Assigned task:
Retype, word for word, each line between the lines holding "Can you see the wood grain?" and "Can you see the skink?", inclusive, and leave the rest of the data alone.

──────────────────────────────

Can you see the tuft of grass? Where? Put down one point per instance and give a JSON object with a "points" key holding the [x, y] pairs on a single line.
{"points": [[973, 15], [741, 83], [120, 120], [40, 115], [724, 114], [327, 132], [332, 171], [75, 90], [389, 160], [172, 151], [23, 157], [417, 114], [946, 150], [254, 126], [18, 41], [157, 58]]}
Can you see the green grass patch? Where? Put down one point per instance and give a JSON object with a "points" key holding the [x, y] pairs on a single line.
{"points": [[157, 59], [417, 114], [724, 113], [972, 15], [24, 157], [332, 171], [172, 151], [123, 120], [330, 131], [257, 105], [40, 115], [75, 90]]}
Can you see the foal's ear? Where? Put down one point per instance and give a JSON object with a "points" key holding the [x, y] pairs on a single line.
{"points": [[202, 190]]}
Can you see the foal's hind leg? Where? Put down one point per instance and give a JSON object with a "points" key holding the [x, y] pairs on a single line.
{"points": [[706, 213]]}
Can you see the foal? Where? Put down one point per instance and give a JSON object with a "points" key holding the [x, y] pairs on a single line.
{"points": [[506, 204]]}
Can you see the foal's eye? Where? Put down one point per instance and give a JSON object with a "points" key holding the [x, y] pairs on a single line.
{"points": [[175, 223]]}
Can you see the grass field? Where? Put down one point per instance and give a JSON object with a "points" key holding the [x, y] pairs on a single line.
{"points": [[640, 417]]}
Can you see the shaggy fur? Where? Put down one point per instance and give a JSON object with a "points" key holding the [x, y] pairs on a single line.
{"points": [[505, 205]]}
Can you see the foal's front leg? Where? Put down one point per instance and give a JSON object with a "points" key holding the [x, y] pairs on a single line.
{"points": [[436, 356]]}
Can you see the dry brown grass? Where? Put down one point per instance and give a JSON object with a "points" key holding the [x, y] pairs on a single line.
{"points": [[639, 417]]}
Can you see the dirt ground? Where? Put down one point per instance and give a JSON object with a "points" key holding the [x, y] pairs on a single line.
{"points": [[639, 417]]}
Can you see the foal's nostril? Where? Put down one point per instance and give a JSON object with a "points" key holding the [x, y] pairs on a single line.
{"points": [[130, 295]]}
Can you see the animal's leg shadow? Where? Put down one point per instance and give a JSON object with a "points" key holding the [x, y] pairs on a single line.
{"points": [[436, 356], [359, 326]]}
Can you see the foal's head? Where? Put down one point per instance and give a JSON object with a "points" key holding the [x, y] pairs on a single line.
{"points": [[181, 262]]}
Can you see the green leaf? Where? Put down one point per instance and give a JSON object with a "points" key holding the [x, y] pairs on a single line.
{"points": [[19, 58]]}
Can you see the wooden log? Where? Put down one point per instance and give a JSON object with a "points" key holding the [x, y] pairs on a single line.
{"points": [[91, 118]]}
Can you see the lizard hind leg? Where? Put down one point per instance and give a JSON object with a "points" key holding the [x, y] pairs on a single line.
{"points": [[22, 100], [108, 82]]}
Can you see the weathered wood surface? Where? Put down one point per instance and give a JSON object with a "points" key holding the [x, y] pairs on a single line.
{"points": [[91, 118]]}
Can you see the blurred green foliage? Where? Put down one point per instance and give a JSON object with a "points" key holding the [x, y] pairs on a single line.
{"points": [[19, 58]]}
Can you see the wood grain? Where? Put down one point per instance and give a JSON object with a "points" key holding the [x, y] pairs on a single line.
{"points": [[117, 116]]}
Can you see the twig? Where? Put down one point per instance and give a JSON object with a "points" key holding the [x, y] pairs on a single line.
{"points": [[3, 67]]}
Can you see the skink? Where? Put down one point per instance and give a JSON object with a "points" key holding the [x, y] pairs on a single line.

──────────────────────────────

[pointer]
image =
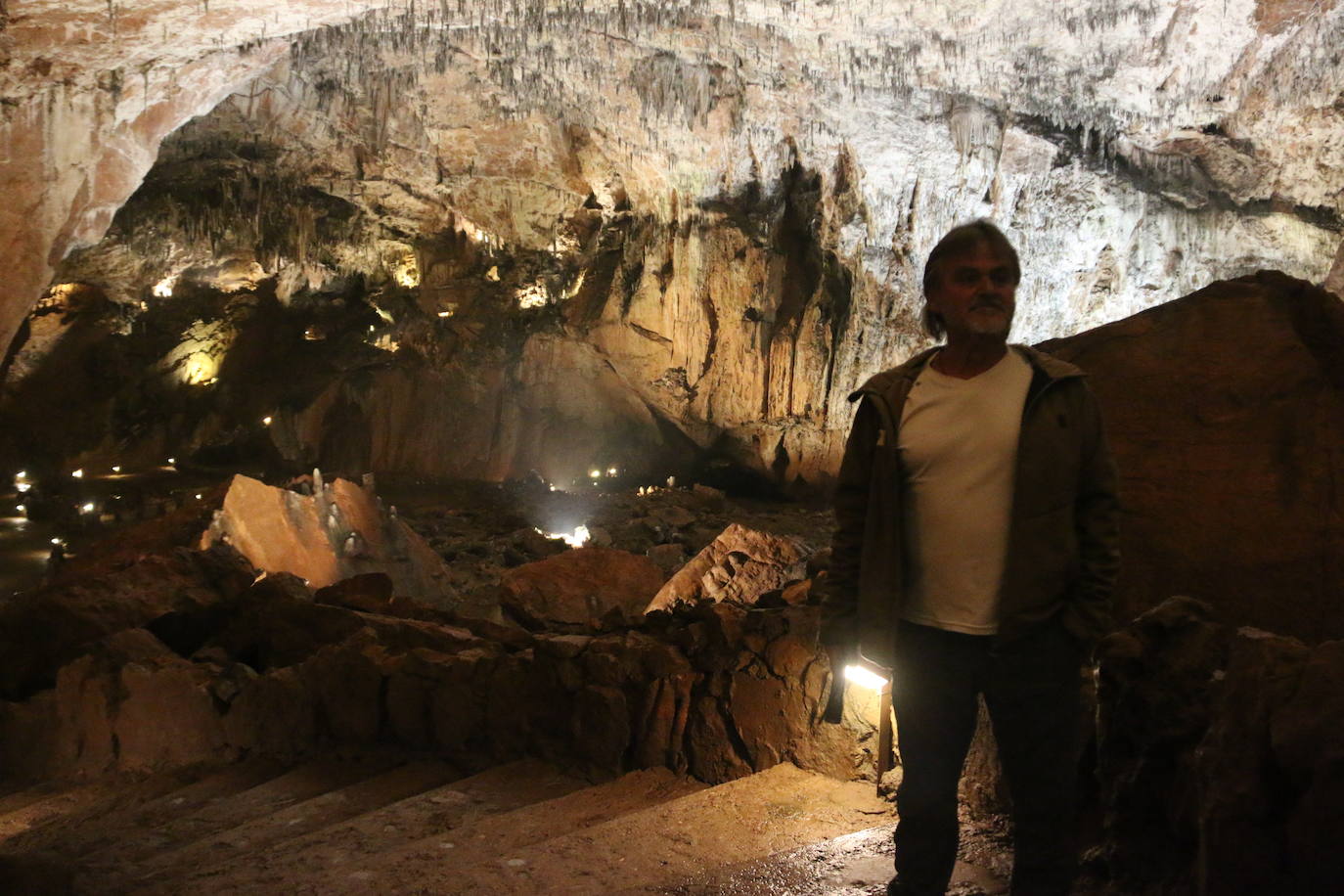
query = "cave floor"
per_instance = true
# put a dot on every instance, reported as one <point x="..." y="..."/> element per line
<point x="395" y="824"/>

──────────────────────────────

Exercise response:
Can you see the wood grain? Where? Put down one point per instance and give a JSON object with a "points" key holding the [x, y] pairs on a single line.
{"points": [[117, 116]]}
Can you see the twig? Where? Put down one point per instance and give a JSON object with a "points" key holding the [x, y] pairs on a single line.
{"points": [[3, 67]]}
Can you see the skink? Where? Put down one point per instance and give a JSON object with a "points" key holding the [x, y] pairs on a single line.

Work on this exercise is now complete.